I always get a dark shadow on my underarms and no amount of shaving makes it go away. What is it and how can I get rid of it?
Ah, yes. The infamous dark underarm shadow. Not to be dramatic, but most girls I know complain about this. It’s like, you get rid of your underarm hair so that area is spotless and smooth… and then you get left with a dark shadow that you have no idea what to do with. It’s frustrating! I get it. I wanted to get some legit advice that just might solve the problem, so I reached out to an expert. I brought this up to Dr. Melissa Kanchanapoomi Levin, a New York City based dermatologist and clinical instructor at New York University and Mount Sinai Icahn School of Medicine, who also works with Schick.
Dr. Kanchanapoomi Levin said, “Dark armpits can be caused by a number of conditions, such as acanthosis nigricans (which is a sign on the skin for insulin resistance), bacterial infections called erythrasma, and chronic rubbing from shaving… or just plain rubbing! There are some topical medications that can lighten the skin such as hydroquinone, retinoids, corticosteroids, glycolic acid, azelaic acid, etc.” Your dark shadows are more than likely caused by shaving often, especially if you keep shaving thinking that will help. But, if you’re worried it might be something else, you should see a dermatologist. Don’t take a medication without speaking with a medical professional in person first!
The bad news is that removing hair there could be a big reason you’re seeing that shadow. Dr. Kanchanapoomi Levin says, “Unfortunately, with shaving or waxing, ingrown hairs and stubble can give the appearance of dark patches since the hair in the armpits is often thicker compared to hair on other parts of the body. If ingrown hairs are an ongoing problem, using a salicylic acid, glycolic acid, or a benzoyl peroxide gel or cleanser can be helpful. Otherwise, a more definitive treatment would be laser hair removal.” So, shaving is probably the worst offender here. Waxing, I’ve heard, is a little bit better for shadows, but it’s not a miracle worker. Like our expert said, laser hair removal is your best bet. Not interested in that? Keep reading.

**Assigned task 1:** Can you reproduce the passage of the text on dark underarms from "Ah, yes. The" to "works with Schick."?
**Assigned task 2:** Which topical medications does the dermatologist name in the text on dark underarms as able to lighten the skin?

**Records shown:**
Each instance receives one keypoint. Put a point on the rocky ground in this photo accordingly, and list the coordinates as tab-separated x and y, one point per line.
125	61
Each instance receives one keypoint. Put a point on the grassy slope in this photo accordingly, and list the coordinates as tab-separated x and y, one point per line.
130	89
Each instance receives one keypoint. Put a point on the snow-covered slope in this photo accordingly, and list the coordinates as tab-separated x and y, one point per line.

**Response 1:**
Ah, yes. The infamous dark underarm shadow. Not to be dramatic, but most girls I know complain about this. It’s like, you get rid of your underarm hair so that area is spotless and smooth… and then you get left with a dark shadow that you have no idea what to do with. It’s frustrating! I get it. I wanted to get some legit advice that just might solve the problem, so I reached out to an expert. I brought this up to Dr. Melissa Kanchanapoomi Levin, a New York City based dermatologist and clinical instructor at New York University and Mount Sinai Icahn School of Medicine, who also works with Schick.

**Response 2:** Hydroquinone, retinoids, corticosteroids, glycolic acid, azelaic acid